The answer should hold exactly the lines of the entries below from the one containing "of the peeling" through the last line, both included.

(Saved entries)
-------------------------

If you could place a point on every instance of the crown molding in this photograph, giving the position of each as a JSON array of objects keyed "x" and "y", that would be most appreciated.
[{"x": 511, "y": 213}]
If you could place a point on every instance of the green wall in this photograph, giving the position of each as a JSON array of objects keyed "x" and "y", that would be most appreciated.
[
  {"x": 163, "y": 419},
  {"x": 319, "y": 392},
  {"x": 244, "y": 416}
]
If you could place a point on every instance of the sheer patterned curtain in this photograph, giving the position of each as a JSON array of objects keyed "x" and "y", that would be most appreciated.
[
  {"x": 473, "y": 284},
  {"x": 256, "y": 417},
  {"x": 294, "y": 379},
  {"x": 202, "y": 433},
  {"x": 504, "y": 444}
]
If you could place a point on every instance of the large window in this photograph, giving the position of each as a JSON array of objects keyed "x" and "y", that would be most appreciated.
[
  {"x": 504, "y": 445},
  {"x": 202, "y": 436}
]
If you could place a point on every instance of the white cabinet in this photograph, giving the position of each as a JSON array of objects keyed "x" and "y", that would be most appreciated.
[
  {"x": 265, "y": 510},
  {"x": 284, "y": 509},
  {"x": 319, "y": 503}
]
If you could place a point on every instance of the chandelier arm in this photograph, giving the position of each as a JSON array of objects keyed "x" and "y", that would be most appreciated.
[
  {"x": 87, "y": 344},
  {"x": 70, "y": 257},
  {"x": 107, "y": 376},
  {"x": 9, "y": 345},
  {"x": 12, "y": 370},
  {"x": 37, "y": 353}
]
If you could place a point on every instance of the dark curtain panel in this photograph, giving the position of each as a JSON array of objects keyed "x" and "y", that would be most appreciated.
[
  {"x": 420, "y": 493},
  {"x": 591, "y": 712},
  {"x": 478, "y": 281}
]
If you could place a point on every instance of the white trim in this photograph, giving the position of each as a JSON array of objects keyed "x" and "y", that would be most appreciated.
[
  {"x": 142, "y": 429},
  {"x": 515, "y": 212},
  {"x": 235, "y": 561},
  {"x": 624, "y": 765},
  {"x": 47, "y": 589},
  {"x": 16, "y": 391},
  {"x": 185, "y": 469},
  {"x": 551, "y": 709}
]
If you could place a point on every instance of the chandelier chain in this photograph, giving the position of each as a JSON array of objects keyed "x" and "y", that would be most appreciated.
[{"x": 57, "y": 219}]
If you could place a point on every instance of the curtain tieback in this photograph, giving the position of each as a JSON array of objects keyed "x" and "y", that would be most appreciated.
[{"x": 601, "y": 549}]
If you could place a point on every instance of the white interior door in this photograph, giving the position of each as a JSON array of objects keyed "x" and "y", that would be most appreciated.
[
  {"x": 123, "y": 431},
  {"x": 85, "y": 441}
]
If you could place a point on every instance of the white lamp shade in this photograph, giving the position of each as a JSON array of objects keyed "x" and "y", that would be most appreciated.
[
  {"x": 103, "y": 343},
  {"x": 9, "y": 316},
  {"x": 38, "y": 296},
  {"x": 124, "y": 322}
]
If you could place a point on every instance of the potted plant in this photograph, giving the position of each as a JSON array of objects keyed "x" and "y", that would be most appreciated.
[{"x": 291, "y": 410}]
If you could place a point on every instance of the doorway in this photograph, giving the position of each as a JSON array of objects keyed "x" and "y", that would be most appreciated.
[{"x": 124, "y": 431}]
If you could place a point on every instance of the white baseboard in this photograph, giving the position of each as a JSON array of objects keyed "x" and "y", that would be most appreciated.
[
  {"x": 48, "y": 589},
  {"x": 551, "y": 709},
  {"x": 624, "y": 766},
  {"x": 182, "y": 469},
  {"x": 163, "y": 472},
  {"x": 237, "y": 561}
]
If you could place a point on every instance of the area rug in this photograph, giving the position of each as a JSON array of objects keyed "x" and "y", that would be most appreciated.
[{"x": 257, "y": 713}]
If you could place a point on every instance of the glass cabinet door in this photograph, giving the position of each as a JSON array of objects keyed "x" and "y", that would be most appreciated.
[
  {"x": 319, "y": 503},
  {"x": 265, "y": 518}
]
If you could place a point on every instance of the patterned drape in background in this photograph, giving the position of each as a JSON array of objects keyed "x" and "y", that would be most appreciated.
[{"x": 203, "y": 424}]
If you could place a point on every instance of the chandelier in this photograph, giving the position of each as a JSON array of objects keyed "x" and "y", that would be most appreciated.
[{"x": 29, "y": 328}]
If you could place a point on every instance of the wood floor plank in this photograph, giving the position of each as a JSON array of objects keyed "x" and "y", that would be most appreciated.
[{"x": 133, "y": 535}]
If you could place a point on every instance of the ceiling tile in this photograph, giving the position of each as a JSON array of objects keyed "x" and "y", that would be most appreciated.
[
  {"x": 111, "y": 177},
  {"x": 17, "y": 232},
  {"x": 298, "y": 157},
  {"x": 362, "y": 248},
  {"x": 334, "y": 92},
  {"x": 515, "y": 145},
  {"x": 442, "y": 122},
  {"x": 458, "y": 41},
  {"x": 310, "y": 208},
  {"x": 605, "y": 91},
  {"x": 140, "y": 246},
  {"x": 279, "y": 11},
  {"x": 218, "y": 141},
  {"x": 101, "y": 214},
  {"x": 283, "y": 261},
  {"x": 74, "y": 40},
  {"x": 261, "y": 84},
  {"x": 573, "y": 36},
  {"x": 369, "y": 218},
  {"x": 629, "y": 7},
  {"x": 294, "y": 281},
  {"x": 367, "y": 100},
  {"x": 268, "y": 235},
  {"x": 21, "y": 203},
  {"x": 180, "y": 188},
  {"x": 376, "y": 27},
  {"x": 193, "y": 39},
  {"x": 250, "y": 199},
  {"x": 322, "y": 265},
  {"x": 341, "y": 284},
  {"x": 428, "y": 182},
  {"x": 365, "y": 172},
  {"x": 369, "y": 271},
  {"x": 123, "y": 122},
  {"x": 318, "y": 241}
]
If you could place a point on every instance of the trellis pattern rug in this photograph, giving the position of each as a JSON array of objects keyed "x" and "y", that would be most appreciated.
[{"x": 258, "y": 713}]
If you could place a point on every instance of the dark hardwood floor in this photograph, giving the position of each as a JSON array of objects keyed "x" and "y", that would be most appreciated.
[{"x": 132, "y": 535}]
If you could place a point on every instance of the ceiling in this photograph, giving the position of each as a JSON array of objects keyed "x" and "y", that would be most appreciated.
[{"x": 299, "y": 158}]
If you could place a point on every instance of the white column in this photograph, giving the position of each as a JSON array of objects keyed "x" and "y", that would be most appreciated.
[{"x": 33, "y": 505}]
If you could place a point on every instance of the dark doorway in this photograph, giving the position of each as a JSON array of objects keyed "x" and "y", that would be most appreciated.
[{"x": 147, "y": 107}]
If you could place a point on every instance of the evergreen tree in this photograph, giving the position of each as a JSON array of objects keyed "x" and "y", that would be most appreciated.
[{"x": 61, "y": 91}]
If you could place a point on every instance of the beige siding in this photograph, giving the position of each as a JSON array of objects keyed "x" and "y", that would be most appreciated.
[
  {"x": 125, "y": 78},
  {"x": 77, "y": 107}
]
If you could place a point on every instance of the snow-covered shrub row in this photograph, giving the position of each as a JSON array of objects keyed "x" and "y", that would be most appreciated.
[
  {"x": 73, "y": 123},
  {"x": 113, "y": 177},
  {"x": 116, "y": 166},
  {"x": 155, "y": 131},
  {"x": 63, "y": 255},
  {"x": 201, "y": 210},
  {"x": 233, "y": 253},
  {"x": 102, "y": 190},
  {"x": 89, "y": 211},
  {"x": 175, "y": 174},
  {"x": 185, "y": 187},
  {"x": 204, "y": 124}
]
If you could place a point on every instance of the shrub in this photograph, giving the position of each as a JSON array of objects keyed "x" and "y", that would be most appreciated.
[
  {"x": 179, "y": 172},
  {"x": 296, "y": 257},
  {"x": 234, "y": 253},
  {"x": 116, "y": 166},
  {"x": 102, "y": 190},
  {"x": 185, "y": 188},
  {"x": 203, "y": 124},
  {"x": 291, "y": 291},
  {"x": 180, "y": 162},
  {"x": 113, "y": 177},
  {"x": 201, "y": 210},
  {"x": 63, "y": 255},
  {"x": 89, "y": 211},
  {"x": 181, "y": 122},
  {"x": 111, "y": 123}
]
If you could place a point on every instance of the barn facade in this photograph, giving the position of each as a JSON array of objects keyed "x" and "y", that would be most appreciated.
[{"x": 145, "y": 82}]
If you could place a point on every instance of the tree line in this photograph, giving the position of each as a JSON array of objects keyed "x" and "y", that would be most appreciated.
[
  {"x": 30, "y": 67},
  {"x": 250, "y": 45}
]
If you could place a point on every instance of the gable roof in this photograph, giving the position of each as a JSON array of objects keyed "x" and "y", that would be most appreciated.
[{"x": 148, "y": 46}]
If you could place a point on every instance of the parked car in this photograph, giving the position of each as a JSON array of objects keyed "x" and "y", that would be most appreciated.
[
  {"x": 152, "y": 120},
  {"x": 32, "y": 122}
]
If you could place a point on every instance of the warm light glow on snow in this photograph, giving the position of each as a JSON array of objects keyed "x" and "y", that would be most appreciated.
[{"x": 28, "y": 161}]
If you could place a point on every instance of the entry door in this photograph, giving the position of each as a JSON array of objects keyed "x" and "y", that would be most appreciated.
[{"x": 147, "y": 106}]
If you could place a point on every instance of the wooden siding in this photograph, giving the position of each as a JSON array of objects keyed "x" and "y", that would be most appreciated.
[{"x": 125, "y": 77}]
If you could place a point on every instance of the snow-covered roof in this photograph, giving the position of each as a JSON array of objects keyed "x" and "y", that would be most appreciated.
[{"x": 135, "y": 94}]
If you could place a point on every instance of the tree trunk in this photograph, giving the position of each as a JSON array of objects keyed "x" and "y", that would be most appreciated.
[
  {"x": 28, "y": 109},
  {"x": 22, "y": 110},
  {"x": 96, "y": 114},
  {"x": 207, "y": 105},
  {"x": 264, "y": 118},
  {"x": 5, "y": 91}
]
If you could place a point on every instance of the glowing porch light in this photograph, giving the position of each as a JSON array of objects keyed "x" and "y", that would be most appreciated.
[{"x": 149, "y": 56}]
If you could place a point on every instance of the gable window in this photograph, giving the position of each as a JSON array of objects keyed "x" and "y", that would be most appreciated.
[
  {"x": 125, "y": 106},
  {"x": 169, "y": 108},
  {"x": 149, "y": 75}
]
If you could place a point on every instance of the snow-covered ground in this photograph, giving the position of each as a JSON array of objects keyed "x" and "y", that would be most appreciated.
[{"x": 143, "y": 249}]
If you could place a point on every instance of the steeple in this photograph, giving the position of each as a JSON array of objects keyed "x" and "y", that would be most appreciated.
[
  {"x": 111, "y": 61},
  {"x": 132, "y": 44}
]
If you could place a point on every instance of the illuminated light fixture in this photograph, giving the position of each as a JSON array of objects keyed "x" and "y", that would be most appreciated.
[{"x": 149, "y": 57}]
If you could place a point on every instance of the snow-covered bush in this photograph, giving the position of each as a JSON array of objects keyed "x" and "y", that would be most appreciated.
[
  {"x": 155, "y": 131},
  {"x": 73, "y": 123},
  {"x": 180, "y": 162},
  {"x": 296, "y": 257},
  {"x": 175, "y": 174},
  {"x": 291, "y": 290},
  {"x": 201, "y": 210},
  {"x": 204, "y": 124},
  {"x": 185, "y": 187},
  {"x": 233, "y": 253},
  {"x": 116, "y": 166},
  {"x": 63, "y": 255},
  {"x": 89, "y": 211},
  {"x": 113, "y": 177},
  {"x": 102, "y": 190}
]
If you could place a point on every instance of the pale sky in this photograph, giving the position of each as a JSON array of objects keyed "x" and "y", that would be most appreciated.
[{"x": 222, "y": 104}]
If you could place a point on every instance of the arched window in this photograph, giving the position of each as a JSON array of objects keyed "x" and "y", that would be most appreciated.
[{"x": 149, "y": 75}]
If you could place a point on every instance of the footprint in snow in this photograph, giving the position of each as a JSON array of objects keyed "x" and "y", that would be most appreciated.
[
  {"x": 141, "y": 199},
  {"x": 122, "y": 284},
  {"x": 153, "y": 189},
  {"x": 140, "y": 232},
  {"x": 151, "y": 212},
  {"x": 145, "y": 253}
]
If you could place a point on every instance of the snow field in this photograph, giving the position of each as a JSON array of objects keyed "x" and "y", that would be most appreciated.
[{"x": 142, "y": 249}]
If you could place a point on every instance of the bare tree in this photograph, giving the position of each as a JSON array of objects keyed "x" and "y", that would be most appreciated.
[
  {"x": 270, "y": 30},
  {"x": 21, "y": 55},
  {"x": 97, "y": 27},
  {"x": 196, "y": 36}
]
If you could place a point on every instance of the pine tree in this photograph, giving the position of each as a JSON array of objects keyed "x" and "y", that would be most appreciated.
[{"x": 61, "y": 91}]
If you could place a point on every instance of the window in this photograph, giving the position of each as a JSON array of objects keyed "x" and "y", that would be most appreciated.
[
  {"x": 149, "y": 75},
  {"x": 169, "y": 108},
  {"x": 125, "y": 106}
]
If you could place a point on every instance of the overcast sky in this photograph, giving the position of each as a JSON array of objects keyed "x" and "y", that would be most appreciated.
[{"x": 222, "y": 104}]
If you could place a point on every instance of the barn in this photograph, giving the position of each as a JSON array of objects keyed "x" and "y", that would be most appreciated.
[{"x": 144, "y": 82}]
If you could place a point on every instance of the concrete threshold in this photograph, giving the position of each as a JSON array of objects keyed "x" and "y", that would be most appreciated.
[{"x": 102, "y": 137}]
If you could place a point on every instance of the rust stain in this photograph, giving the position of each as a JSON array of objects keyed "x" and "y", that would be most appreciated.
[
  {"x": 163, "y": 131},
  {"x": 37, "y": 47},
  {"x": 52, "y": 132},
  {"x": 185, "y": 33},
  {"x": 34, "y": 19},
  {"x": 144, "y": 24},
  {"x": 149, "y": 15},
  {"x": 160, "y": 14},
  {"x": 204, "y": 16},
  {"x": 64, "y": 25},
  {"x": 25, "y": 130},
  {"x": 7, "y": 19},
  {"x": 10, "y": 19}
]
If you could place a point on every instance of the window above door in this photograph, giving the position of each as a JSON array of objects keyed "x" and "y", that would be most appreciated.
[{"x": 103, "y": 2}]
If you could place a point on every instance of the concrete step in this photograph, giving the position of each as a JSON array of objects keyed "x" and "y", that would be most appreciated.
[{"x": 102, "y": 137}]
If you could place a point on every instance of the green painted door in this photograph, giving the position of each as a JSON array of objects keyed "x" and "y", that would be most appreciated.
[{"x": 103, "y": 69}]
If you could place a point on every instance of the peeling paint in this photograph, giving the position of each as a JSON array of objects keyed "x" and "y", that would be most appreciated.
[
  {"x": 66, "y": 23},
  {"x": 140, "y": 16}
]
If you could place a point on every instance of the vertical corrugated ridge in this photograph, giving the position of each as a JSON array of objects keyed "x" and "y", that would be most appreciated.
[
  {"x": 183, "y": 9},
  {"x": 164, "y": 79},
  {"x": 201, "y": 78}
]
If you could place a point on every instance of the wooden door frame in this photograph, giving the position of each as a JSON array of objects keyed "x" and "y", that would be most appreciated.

-------------------------

**EXPECTED OUTPUT:**
If you could place a point on every instance of the peeling paint in this photograph, giving the position of each as a JSON array of objects keyed "x" and "y", that would be most appreciated.
[
  {"x": 66, "y": 23},
  {"x": 140, "y": 16}
]
If you could place a point on every instance of the vertical corrugated ridge in this photograph, giving the position of each as a JSON array of objects keyed "x" and "y", that would be most appreciated.
[
  {"x": 183, "y": 9},
  {"x": 164, "y": 79},
  {"x": 201, "y": 78}
]
If you could place a point on every instance of the wooden door frame in this photograph, giving the position of each as a JSON array of objects keyed "x" and "y", that would be most appreciated.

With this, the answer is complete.